危険なイメージのある高波・高潮・津波にはどのような違いがあるのでしょうか。また、高波や高潮を理解する上でも重要になる波浪とはどのようなものでしょうか。違いを確認して、それぞれの災害に備えましょう。

波浪 って何?

台風が接近すると、天気予報で耳にする機会が増えてくる波浪(はろう)。波浪は、海面の波の動きのことで、「風浪」「うねり」によって生じる波の総称です。

風浪は、海面上を吹く風が原因となって起こる波のことで、風が吹く方向に進み、波は不規則で尖っているのが特徴です。台風発達中の過程の波で、発達が進むにつれて波は高く、速くなります。

うねりは、発達のピークを過ぎて衰えていくときにできる波です。海面上を吹く風が弱くなったり、風浪が風のないところまで進むと、うねりになります。規則的で丸みを帯び、穏やかに見える波ですが、海岸付近でうねりが発生すると、海面が高くなりやすいのが特徴です。

高波・高潮・津波の違い

高波、高潮、津波は原因によって区別されています。高波は風、高潮は気圧、津波は地震によって起こる高い波を指します。もう少し細かくそれぞれを見ていきましょう。

[高波]

高波は、文字通り高い波のことで、主に低気圧の発達による強い風が原因で発生します。

(画像の境界アノテーションデータ)

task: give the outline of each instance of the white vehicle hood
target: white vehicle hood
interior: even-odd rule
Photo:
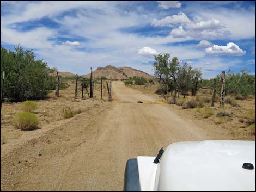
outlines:
[[[142,191],[255,190],[255,141],[176,143],[158,165],[154,159],[137,158]],[[254,169],[243,169],[244,163]]]

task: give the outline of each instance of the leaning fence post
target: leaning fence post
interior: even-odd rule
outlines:
[[[111,87],[112,87],[112,77],[110,77],[110,83],[109,83],[109,101],[112,101],[112,96],[111,95]]]
[[[93,70],[90,67],[90,98],[93,98]]]
[[[56,76],[56,89],[55,90],[55,96],[59,97],[59,72],[57,72],[57,76]]]
[[[212,100],[211,101],[211,107],[214,107],[214,102],[215,102],[215,96],[216,95],[216,79],[214,79],[214,92],[212,93]]]
[[[1,115],[1,112],[2,112],[2,101],[3,98],[3,91],[4,90],[4,71],[3,72],[3,78],[2,79],[2,87],[1,87],[1,104],[0,104],[0,116]]]
[[[76,74],[76,85],[75,87],[75,97],[74,97],[74,100],[76,100],[76,96],[77,95],[77,80],[78,80],[78,75]]]
[[[102,78],[100,79],[100,99],[102,100]]]
[[[221,107],[224,106],[225,97],[225,71],[221,73]]]
[[[191,94],[192,96],[196,96],[198,83],[198,77],[196,77],[194,78],[194,86],[193,86],[193,90],[192,90],[192,94]]]

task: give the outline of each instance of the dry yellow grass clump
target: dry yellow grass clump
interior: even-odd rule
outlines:
[[[39,120],[36,115],[28,112],[22,112],[17,114],[14,120],[14,127],[23,131],[36,129]]]
[[[38,109],[38,104],[34,101],[26,101],[22,103],[22,108],[26,112],[31,112]]]

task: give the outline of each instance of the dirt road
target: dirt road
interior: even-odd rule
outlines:
[[[122,82],[114,82],[112,91],[114,102],[88,123],[82,113],[26,146],[1,152],[1,190],[122,190],[129,158],[156,156],[173,142],[227,139],[170,105],[137,103],[159,98]]]

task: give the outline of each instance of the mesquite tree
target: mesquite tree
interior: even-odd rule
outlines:
[[[187,92],[192,90],[195,77],[199,78],[201,76],[200,70],[193,69],[186,62],[179,67],[178,84],[179,91],[183,95],[183,98],[185,98]]]

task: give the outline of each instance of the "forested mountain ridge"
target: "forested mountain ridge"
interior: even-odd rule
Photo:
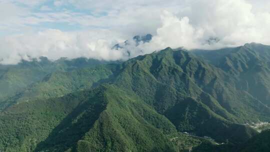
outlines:
[[[0,104],[0,150],[220,148],[198,136],[228,150],[258,134],[242,124],[270,121],[268,54],[269,46],[256,44],[168,48],[122,63],[50,70],[0,102],[8,103]]]

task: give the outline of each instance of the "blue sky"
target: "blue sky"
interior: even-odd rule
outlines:
[[[46,56],[126,60],[168,46],[270,44],[268,0],[0,0],[0,64]],[[150,43],[115,50],[133,36]],[[210,38],[220,40],[209,45]]]

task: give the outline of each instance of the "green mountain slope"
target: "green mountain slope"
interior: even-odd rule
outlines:
[[[0,150],[226,152],[258,134],[242,124],[270,120],[268,48],[168,48],[94,66],[60,60],[2,100]]]

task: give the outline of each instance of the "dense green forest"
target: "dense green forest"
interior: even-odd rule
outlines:
[[[0,65],[0,151],[269,152],[270,46]]]

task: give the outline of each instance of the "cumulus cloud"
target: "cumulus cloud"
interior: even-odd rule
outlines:
[[[65,6],[71,4],[90,14],[66,8],[46,13],[31,12],[24,8],[13,12],[6,10],[16,21],[11,22],[10,18],[6,18],[6,23],[0,22],[0,30],[11,24],[28,26],[26,23],[38,25],[42,22],[78,24],[83,29],[64,32],[43,28],[38,32],[0,37],[0,63],[16,64],[22,59],[40,56],[52,60],[80,56],[126,60],[168,46],[214,49],[251,42],[270,44],[270,13],[266,9],[270,3],[258,1],[70,0],[65,2]],[[27,2],[29,5],[37,4],[34,1]],[[54,4],[58,6],[62,2],[54,0]],[[18,7],[12,3],[0,2],[12,10]],[[22,14],[24,20],[20,20],[18,14]],[[0,15],[0,18],[4,18]],[[154,35],[149,43],[137,46],[132,38],[130,44],[124,48],[112,49],[114,44],[128,38],[147,33]]]
[[[40,56],[53,60],[80,56],[120,60],[124,58],[123,52],[112,50],[110,46],[116,42],[111,40],[117,39],[117,34],[106,30],[66,32],[52,29],[38,34],[6,36],[0,40],[0,62],[16,64],[21,59],[29,60]]]

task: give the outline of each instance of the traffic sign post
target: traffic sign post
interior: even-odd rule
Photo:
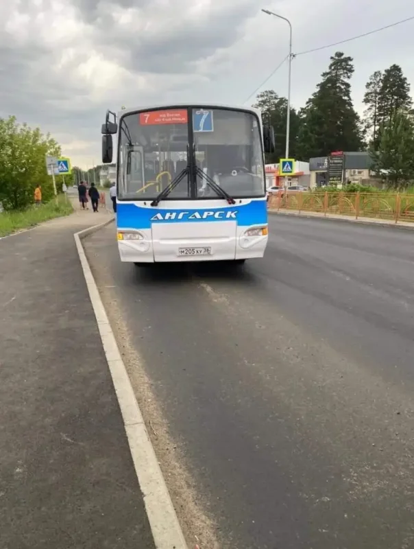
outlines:
[[[71,161],[69,159],[66,157],[58,159],[57,163],[59,175],[69,176],[72,173],[72,167],[71,166]]]
[[[280,159],[279,166],[281,176],[291,176],[295,173],[295,159]]]
[[[55,196],[57,196],[58,189],[56,189],[56,180],[55,179],[55,176],[70,175],[72,173],[71,161],[69,159],[65,156],[58,159],[56,156],[51,156],[47,154],[46,169],[47,170],[47,174],[51,176],[52,182],[53,184],[53,193]]]

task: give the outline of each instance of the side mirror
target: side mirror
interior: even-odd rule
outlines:
[[[108,133],[111,135],[116,134],[118,131],[118,124],[116,122],[110,122],[109,120],[102,124],[101,128],[101,133]]]
[[[102,136],[102,162],[104,164],[110,164],[112,161],[112,136],[105,134]]]
[[[263,145],[265,152],[271,154],[275,152],[275,130],[273,126],[263,126]]]
[[[131,156],[132,154],[131,151],[128,151],[128,156],[127,156],[127,174],[129,175],[131,173]]]
[[[113,118],[112,122],[110,121],[110,117]],[[108,109],[106,111],[106,115],[105,117],[105,124],[102,124],[102,128],[101,128],[101,133],[109,133],[111,134],[111,135],[113,135],[114,134],[116,134],[117,131],[118,124],[117,124],[117,115]]]

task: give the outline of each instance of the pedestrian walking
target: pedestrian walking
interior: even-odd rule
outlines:
[[[99,204],[103,208],[106,207],[106,195],[104,191],[102,191],[99,194]]]
[[[36,206],[40,206],[42,203],[42,187],[40,185],[36,185],[34,189],[34,203]]]
[[[98,204],[99,202],[99,191],[95,186],[95,183],[90,183],[90,187],[88,191],[92,202],[92,208],[94,213],[98,211]]]
[[[86,185],[84,181],[81,181],[77,186],[77,194],[79,194],[79,202],[80,204],[81,209],[88,209],[88,195],[86,194]]]
[[[112,201],[112,206],[114,207],[114,213],[117,213],[117,183],[113,183],[112,186],[109,189],[109,196]]]

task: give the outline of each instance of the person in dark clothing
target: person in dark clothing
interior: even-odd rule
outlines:
[[[89,189],[89,196],[92,202],[92,207],[94,211],[98,211],[98,204],[99,203],[99,191],[95,186],[95,183],[90,183]]]
[[[86,204],[88,204],[86,191],[86,185],[83,181],[81,181],[77,186],[77,194],[79,194],[79,202],[80,203],[81,208],[84,210],[86,207]]]

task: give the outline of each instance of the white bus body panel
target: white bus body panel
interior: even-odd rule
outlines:
[[[123,207],[126,204],[129,212],[123,215]],[[136,215],[134,207],[136,208]],[[118,241],[122,261],[247,259],[263,257],[267,244],[267,235],[245,235],[249,229],[267,226],[266,201],[263,198],[238,200],[234,205],[223,200],[165,200],[154,208],[148,202],[145,205],[120,202],[117,210],[119,232],[138,232],[142,237],[140,240]],[[157,216],[167,219],[153,219]],[[180,248],[207,248],[211,253],[180,255]]]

> 課題:
(A) 本文の一文「高波は、文字通り高い波のことで、主に低気圧の発達による強い風が原因で発生します。」を英語に訳すこと。
(B) 本文のうち「危険なイメージのある高波・高」から「高くなりやすいのが特徴です。」までを、両端を含めて一字一句そのまま書き写せ。
(C) 本文に基づいて次の問いに答えよ。
(i) 風浪は何が原因となって起こる波か。
(ii) 高潮は何によって起こる高い波か。
(iii) 波浪は何によって生じる波の総称か。

> 解答:
(A) High waves are, as the name suggests, waves that are high, and they are mainly caused by strong winds resulting from the development of low-pressure systems.

(B)
危険なイメージのある高波・高潮・津波にはどのような違いがあるのでしょうか。また、高波や高潮を理解する上でも重要になる波浪とはどのようなものでしょうか。違いを確認して、それぞれの災害に備えましょう。

波浪 って何?

台風が接近すると、天気予報で耳にする機会が増えてくる波浪(はろう)。波浪は、海面の波の動きのことで、「風浪」「うねり」によって生じる波の総称です。

風浪は、海面上を吹く風が原因となって起こる波のことで、風が吹く方向に進み、波は不規則で尖っているのが特徴です。台風発達中の過程の波で、発達が進むにつれて波は高く、速くなります。

うねりは、発達のピークを過ぎて衰えていくときにできる波です。海面上を吹く風が弱くなったり、風浪が風のないところまで進むと、うねりになります。規則的で丸みを帯び、穏やかに見える波ですが、海岸付近でうねりが発生すると、海面が高くなりやすいのが特徴です。

(C)
(i) 海面上を吹く風
(ii) 気圧
(iii) 「風浪」と「うねり」